> _Stated goal_
Which lines in the records below contain the word "wire"? Copy each of those lines in full.
begin Exercise inputs
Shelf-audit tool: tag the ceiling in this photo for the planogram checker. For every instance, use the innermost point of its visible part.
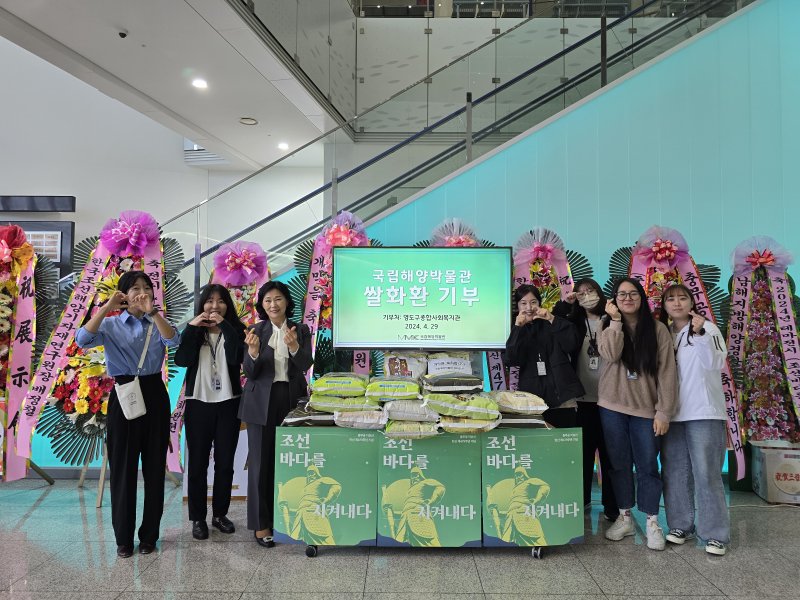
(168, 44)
end Exercise inputs
begin Exercise inputs
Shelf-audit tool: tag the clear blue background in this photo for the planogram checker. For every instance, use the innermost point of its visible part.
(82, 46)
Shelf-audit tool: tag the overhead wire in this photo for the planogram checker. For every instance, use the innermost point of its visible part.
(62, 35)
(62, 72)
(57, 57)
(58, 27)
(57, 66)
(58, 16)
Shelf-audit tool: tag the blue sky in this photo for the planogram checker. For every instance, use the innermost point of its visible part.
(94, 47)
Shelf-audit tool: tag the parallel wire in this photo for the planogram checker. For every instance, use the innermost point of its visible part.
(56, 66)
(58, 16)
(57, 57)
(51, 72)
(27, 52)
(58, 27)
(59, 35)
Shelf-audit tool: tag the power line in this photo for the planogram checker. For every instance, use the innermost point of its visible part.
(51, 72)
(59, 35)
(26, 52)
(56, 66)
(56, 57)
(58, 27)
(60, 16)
end Exercise inputs
begin Exercise inputs
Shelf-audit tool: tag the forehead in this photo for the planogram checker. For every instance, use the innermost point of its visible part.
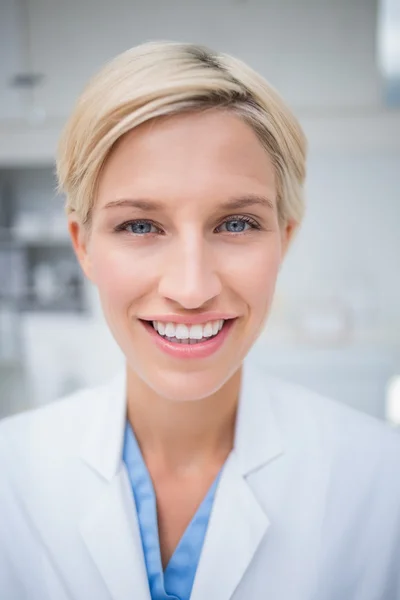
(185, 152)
end Exercise inputs
> _Task response_
Shelf-audit tool: tag the overhead wire in this photo for the planogram checker. For every instance, use the innermost point of its visible part.
Shelf-audit tool: tag the parallel wire in this photo for the planogram checker. For every instance, use the innermost point of its visible part.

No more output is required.